## Page
** start **

Lately I’ve been working on a slightly different library project than usual, and I’ve learned some important things about digital libraries, my job, and myself. (That sounds a bit like those revelations celebrities always make on the covers of women’s magazines. I always thought it strange that the celebrities learn everything in threes.)
A philosophy professor here wanted the library to acquire and digitize a copy of Histoire Naturelle de Mre. Francois Bacon, a seventeenth-century French translation of Bacon’s Sylva Sylvarum, published as far as I can tell just a few years after the English version. The library did manage to acquire a copy, which makes us one of the few libraries in the country to have one. I know you’re jealous. The finding and purchasing was relatively easy. I was pleasantly surprised that the book was under a thousand dollars considering its relative scarcity and decent condition. However, I wasn’t sure about the digitization because I hadn’t worked with the digital projects people before. Partly to get the project going, and partly to learn something new, I agreed to help out with the project if it was accepted into the queue. The project was swiftly approved, and within a couple of weeks of receipt the book was digitized (with excellent images).
I’m hesitant to admit my previous ignorance of what goes on behind the scenes of these digital projects, but I had little idea. I figured it was more than scanning pages and loading the images on the web, but that’s about it. I use these projects all the time, but hadn’t thought much of their creation, much like I’m happy to use the catalog but glad someone else does the cataloging. This may be the only project I’ve followed from selection to the very end, which I hope is near. I watched the digital photographer photographing some of the images. I watched the head rare books cataloger do some minor tweaking of the MARC record.
Then came my part, the METS record, which according to my favorite easily accessible encyclopedia–the Wikipedia–stands for “Metadata Encoding and Transmission Standard” and “is a standard for encoding descriptive, administrative, and structural metadata regarding objects within a digital library, expressed using the XML schema language of the World Wide Web Consortium.” That sounds about like what the more knowledgeable programmers and catalogers told me, so I’ll stick with that. My task in this project was to help create the METS record, which among other things creates the points of entry into the digital document. You probably knew that already. I had no idea. I don’t know what I’ve been doing with myself the past few years. If you go to this project and click on the drop down box that marked SHOW, you’ll see one thing the METS record does.
With 628 images, I suspected the METS record might be a little tedious to create. I also knew that it was in XML, which I have no experience with. I foolishly thought there would be some sort of editor program to help with this. I don’t mean an XML editor, because I had one of those. I mean something more like Dreamweaver, that creates html and css and all that good stuff without having to hand code it. I wanted a Dreamweaver for my METS record. Imagine my shock when I was told there wasn’t one, that some people have been handcoding parts of these projects. I’m always more or less happy I’m not a programmer or a cataloger, but this confirmed my feelings.

** end **

## Instructions
A) Copy a passage from the digitization post word for word, beginning at the words "I’m hesitant to" and stopping after "the MARC record.".
B) According to the digitization post, how many images did the METS record have to cover?
C) Write what comes next in the digitization post, picking up after its final sentence.

## Given data
** start **

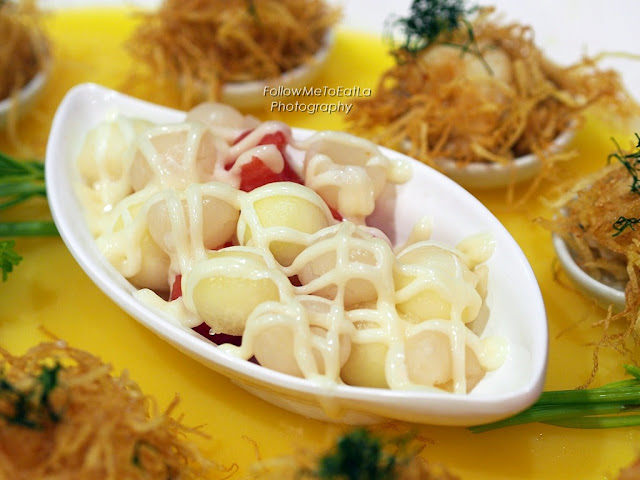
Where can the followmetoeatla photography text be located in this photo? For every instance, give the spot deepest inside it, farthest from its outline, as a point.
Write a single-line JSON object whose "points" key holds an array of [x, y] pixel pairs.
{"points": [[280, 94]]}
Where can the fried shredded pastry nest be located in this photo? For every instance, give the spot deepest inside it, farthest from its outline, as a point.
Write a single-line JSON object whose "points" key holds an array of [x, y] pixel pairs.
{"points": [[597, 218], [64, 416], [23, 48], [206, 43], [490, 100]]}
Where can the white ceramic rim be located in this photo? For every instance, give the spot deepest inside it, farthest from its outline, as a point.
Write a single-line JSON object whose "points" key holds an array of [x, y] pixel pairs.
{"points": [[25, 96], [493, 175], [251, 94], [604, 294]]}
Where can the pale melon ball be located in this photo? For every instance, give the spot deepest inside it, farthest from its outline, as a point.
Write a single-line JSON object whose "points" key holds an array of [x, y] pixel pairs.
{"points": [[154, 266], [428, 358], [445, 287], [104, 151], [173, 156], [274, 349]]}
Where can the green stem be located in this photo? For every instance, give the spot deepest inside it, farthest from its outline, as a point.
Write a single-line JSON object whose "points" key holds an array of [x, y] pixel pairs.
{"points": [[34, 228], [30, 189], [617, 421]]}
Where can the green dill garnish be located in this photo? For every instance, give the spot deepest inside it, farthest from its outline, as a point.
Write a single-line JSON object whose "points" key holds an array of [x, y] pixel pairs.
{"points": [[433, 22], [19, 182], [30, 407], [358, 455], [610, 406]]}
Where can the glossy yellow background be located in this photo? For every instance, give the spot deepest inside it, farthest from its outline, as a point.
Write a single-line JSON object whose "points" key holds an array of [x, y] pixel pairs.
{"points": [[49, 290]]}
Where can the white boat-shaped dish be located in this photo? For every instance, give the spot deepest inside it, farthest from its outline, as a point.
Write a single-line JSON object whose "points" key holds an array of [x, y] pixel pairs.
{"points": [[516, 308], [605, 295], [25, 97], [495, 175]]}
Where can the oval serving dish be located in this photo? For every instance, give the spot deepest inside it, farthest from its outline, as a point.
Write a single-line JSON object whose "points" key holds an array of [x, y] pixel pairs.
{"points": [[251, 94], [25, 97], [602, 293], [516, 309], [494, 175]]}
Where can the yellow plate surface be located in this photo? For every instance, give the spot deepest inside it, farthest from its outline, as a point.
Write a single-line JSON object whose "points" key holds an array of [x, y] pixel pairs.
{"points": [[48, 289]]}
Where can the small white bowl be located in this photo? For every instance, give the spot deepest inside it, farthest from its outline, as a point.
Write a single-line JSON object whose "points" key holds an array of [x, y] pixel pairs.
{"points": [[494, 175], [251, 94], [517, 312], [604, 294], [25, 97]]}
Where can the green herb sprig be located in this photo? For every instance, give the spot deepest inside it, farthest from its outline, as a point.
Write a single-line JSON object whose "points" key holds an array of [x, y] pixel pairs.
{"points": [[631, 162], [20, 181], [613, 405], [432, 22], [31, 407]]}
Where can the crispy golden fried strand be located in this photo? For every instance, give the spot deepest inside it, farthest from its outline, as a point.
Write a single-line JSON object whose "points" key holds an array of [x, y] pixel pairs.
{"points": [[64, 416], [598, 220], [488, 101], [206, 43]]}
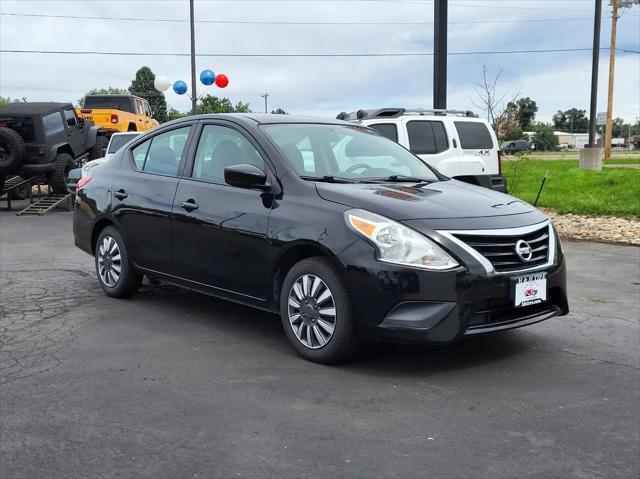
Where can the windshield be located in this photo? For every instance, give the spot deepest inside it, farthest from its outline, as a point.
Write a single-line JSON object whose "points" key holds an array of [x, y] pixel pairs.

** end **

## Responses for each task
A)
I’m hesitant to admit my previous ignorance of what goes on behind the scenes of these digital projects, but I had little idea. I figured it was more than scanning pages and loading the images on the web, but that’s about it. I use these projects all the time, but hadn’t thought much of their creation, much like I’m happy to use the catalog but glad someone else does the cataloging. This may be the only project I’ve followed from selection to the very end, which I hope is near. I watched the digital photographer photographing some of the images. I watched the head rare books cataloger do some minor tweaking of the MARC record.

B) 628 images.

C)
Fortunately, another of our catalogers has created a macro that translates an Excel spreadsheet into a proper XML METS record. Though initially thinking this project might be a good way to learn XML, I was counseled by wiser heads to use the spreadsheet method instead. Most of it was me going through the images and creating points of entry on chapters or subchapters, labeling them, matching page and image numbers, etc. Very detailed work. I finished the spreadsheet was told it looked pretty good, and am waiting to hear if it made its miraculous metamorphoses into a workable METS record.
What I learned about digital projects is how complicated they are and how much work goes into even the simplest one. Some of my colleagues have criticized the rate at which the digital projects have been moving, but after seeing how much had to be done, and how many people had to work together just to digitize one book properly, I understand why it’s not the same as scanning and loading onto a website, which some people seem to think. The whole project has given me a better understanding of the behind the scenes work of a lot of my hardworking colleagues.
I can’t say I learned anything new about my job, but I needed a third insight to sound like a celebrity. Still, it was reinforced for me how dependent we all are on other people doing their work well. When I’m doing it, it seems to me that most of my work is independent. I don’t often work in teams, and I can do a lot of my job without interacting with other librarians or being in a particular location. In any given week, I’m much more likely to interact with a professor or student than with a colleague. I like the autonomy, but my autonomy depends on all the teams working behind the scenes making sure that when I click a button ordering a book, that book later shows up on a shelf, or even in a digital project.
What I learned about myself is that I’m still glad I’m not a cataloger or programmer, but now I have more concrete reasons. I’m just not cut out for that detailed work. I’m an end user and proud of it, but I’m even more thankful for the detail-oriented people in the background making all this stuff work for me.
Clay used to quote someone else in the digital library world (I can never remember who though) by saying “digital libraries are the Flintstones, not the Jetsons.” It does feel at times like we are working with stone tools. Slowly, though, things are getting better. Thanks for the interesting post!
Hi Wayne,
Great post. There’s so much behind-the-scenes work that goes on for digital library production over and beyond traditional web authoring that it’s like comparing apples and oranges. Or better yet, mountains to mole hills. Your post helps illustrate that. Given the small staff size there working on digital collections, the problem is all that much greater.
Common logic for most non-techie librarians at any institution is that digital library production is somehow automated at an even higher level than even traditional cataloging workflows. Most seem to have visions of sci-fi movies and whiz bang programming going on behind the scenes, etc. That couldn’t be further from the truth. The tools available to most digital libraries amount to little more than glorified text editors on many occasions. My motto to those who have these pre-conceived notions is that digital libraries are The Flintstones, not The Jetsons (ibid with a nod to Kevin). We’re in the stone age in terms of having to create our own tools to do this properly. Often, custom workflow and processing tools have to be made for each project.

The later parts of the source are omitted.